Task objective
Do not copy the pictures; transcribe all other material exactly.

Provided information

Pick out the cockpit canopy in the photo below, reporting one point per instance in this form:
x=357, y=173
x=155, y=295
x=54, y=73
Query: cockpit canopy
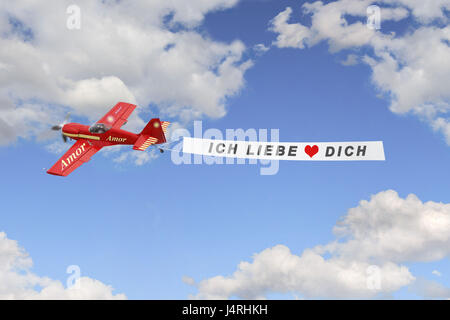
x=99, y=128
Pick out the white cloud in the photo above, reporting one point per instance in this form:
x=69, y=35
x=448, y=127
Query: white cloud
x=141, y=52
x=366, y=260
x=412, y=69
x=18, y=282
x=351, y=60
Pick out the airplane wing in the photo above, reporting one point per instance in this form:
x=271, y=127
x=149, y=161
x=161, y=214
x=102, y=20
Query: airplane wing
x=118, y=115
x=78, y=154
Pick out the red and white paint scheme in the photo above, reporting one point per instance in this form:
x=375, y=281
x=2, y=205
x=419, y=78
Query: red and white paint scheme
x=106, y=132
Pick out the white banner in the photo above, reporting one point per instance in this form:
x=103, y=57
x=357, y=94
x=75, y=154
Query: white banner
x=306, y=151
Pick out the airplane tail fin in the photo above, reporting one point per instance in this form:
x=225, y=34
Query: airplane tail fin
x=153, y=133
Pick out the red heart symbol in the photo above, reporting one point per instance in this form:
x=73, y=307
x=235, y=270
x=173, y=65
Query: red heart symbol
x=311, y=151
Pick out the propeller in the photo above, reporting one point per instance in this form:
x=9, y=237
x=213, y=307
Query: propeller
x=59, y=127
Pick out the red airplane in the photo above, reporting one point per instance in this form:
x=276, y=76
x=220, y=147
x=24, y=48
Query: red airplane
x=105, y=132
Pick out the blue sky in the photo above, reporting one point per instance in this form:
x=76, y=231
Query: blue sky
x=141, y=229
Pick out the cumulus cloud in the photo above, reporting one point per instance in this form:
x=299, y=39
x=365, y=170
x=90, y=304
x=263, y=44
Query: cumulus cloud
x=144, y=52
x=411, y=69
x=18, y=282
x=373, y=243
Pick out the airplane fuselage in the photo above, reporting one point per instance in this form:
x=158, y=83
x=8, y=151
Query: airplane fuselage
x=113, y=136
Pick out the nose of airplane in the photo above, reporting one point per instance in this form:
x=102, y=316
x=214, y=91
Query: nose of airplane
x=70, y=128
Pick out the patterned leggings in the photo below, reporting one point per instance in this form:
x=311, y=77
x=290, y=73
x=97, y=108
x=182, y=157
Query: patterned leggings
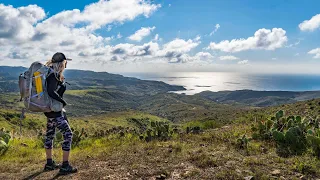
x=62, y=124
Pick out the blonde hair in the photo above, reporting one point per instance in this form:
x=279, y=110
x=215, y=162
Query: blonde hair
x=57, y=67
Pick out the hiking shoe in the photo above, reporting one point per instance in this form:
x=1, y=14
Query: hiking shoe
x=51, y=167
x=67, y=170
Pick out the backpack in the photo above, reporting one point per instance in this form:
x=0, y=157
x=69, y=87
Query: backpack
x=33, y=89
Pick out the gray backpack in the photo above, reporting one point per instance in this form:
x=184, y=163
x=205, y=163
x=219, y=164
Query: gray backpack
x=33, y=89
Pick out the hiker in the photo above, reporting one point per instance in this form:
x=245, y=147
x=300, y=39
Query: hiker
x=56, y=88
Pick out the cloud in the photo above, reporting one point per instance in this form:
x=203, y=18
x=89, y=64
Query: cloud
x=156, y=37
x=294, y=44
x=180, y=45
x=18, y=55
x=228, y=58
x=197, y=38
x=71, y=31
x=263, y=39
x=310, y=25
x=243, y=62
x=119, y=36
x=109, y=28
x=315, y=52
x=104, y=12
x=217, y=26
x=141, y=33
x=204, y=56
x=18, y=23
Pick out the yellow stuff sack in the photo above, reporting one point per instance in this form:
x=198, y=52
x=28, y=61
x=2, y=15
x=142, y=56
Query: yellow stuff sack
x=38, y=83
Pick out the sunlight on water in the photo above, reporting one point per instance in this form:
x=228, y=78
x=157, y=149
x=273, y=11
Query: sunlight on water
x=196, y=82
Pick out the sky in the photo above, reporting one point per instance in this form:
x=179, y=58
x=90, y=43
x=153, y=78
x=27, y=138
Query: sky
x=267, y=36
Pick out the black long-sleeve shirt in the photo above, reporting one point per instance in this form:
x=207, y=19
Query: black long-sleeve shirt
x=52, y=85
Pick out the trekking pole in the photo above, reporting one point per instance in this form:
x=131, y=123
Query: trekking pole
x=21, y=118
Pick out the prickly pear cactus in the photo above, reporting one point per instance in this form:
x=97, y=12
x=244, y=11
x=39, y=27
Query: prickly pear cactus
x=4, y=140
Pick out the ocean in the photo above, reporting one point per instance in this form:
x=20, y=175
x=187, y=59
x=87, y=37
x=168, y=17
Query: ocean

Response to this exercise
Pick out the cockpit canopy in the photo below, reporting one point per instance in this form:
x=357, y=173
x=155, y=295
x=54, y=73
Query: cockpit canopy
x=99, y=128
Pick out the white cloud in the photo above, reporting one point per instance in this form:
x=69, y=35
x=448, y=127
Query: white cloud
x=141, y=52
x=366, y=260
x=412, y=69
x=18, y=282
x=351, y=60
Pick out the airplane wing in the photo above, reporting one point per instance in this form:
x=271, y=127
x=149, y=161
x=161, y=214
x=102, y=20
Query: airplane wing
x=118, y=115
x=78, y=154
Pick out the red and white paint scheme in the photo above, reporting one point per instance in this form:
x=375, y=281
x=2, y=205
x=419, y=78
Query: red and white paint scheme
x=106, y=132
Pick out the white banner in the photo above, reporting one point per instance in this form:
x=103, y=57
x=357, y=94
x=75, y=154
Query: white banner
x=306, y=151
Pick out the airplane tail fin in the photo above, reporting one point per instance in this form:
x=225, y=34
Query: airplane tail fin
x=153, y=133
Pick out the red heart symbol in the photo above, reporting one point per instance in this form:
x=73, y=307
x=235, y=270
x=173, y=65
Query: red heart symbol
x=311, y=151
Pick out the propeller in the photo above, reporting one point per instance in this form:
x=9, y=237
x=213, y=307
Query: propeller
x=59, y=127
Pick out the red airplane in the photo above, reporting one point per instance in this form:
x=276, y=76
x=220, y=147
x=24, y=48
Query: red airplane
x=105, y=132
Pick out the blue sky in the photo above, reporting one point per instance in this form:
x=76, y=231
Query: blue sky
x=141, y=229
Pick out the cumulus cloud in the photo above, reporting one point per instance in this form:
x=299, y=39
x=365, y=170
x=90, y=304
x=263, y=44
Query: cumulus cloud
x=144, y=52
x=411, y=69
x=18, y=282
x=373, y=243
Pick out the airplane fuselage in the photo above, reporting one point per instance in this form:
x=158, y=83
x=8, y=151
Query: airplane fuselage
x=113, y=136
Pick out the nose of airplane in the photo above, reporting one point per instance in this form:
x=102, y=316
x=214, y=91
Query: nose of airplane
x=70, y=128
Pick out the patterned leggings in the photo below, reporting one point per instance in this form:
x=311, y=77
x=290, y=73
x=97, y=108
x=182, y=157
Query: patterned leggings
x=62, y=124
Pick out the blonde hair in the photo above, reporting one point per instance in this form:
x=279, y=110
x=215, y=162
Query: blonde hair
x=57, y=67
Pick out the hiking shoe in the photo above, reporting one point per instance in this form:
x=1, y=14
Query: hiking shoe
x=51, y=167
x=67, y=170
Pick out the backpack in the photo above, reporting one point per instance in this form:
x=0, y=157
x=69, y=87
Query: backpack
x=33, y=89
Pick out the gray backpack in the photo above, reporting one point per instance in this form:
x=184, y=163
x=205, y=163
x=219, y=164
Query: gray backpack
x=33, y=89
Pick out the hiker in the photo above, reporting one point per instance in this form:
x=245, y=147
x=300, y=39
Query: hiker
x=56, y=88
Pick out the cloud in the photo above, reporting one point per instance in this form:
x=203, y=18
x=89, y=64
Query: cloud
x=156, y=37
x=294, y=44
x=180, y=45
x=18, y=55
x=228, y=58
x=197, y=38
x=71, y=31
x=263, y=39
x=310, y=25
x=243, y=62
x=119, y=36
x=109, y=28
x=315, y=52
x=104, y=12
x=217, y=26
x=141, y=33
x=204, y=56
x=18, y=23
Pick out the yellow stuff sack in the photo above, reporting one point per instance in this form:
x=198, y=52
x=28, y=61
x=2, y=15
x=142, y=56
Query: yellow stuff sack
x=38, y=83
Pick out the sunlight on water in the photo above, reporting one point per instance in this form:
x=228, y=78
x=157, y=149
x=273, y=11
Query: sunlight on water
x=196, y=82
Pick out the sky in the photo above, reporting one point per instance in this form:
x=179, y=58
x=90, y=43
x=153, y=78
x=27, y=138
Query: sky
x=267, y=36
Pick out the black long-sleeve shirt in the photo above, reporting one point per instance in this form:
x=207, y=19
Query: black long-sleeve shirt
x=52, y=85
Pick out the trekking pole in the photo above, reporting one point per instance in this form:
x=131, y=123
Query: trekking pole
x=21, y=118
Pick out the prickly pear cactus in the photo above, reporting one point per instance in this form:
x=97, y=12
x=244, y=11
x=39, y=27
Query: prickly pear cactus
x=4, y=140
Pick out the ocean in the photo above, reporting one point per instance in this form:
x=20, y=175
x=187, y=59
x=87, y=37
x=168, y=17
Query: ocean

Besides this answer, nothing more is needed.